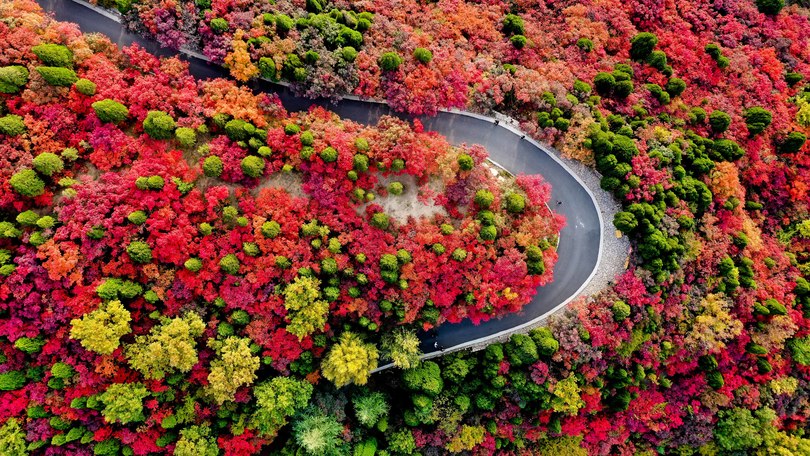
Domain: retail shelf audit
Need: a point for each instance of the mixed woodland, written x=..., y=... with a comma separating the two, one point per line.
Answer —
x=188, y=268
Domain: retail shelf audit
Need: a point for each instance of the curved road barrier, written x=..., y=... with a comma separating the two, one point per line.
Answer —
x=580, y=245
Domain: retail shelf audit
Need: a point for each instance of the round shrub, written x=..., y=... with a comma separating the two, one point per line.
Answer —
x=110, y=111
x=719, y=121
x=623, y=89
x=657, y=60
x=360, y=162
x=379, y=220
x=27, y=218
x=239, y=130
x=27, y=183
x=252, y=166
x=155, y=182
x=159, y=125
x=219, y=25
x=361, y=144
x=185, y=136
x=389, y=262
x=395, y=188
x=284, y=24
x=390, y=61
x=311, y=57
x=515, y=203
x=85, y=87
x=465, y=162
x=229, y=264
x=757, y=119
x=137, y=217
x=307, y=138
x=329, y=155
x=459, y=254
x=271, y=229
x=397, y=165
x=12, y=125
x=513, y=25
x=267, y=68
x=793, y=78
x=193, y=264
x=348, y=53
x=486, y=218
x=423, y=55
x=675, y=87
x=251, y=248
x=562, y=124
x=585, y=44
x=13, y=78
x=771, y=7
x=642, y=45
x=54, y=55
x=488, y=233
x=582, y=87
x=58, y=76
x=518, y=41
x=48, y=164
x=621, y=310
x=484, y=198
x=212, y=166
x=604, y=82
x=792, y=143
x=139, y=252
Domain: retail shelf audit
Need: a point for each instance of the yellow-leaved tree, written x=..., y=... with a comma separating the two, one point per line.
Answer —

§ §

GOAL OF THE EXERCISE: Pull every line containing "with" out of the records.

SOLUTION TO THE PROBLEM:
Need: a point for each instance of the mixed woodland, written x=..., y=... with a comma separating the two, one point per line.
Need: a point for each instance of the curved road barrier, written x=..., y=... with a comma separating the two, one point per line.
Need: a point for each instance of the round shrub, written x=..., y=... with a comma separating the two, one point per line.
Need: a point for each instance of the yellow-leaved tree, written x=..., y=... with a comma separating the two, one point per line.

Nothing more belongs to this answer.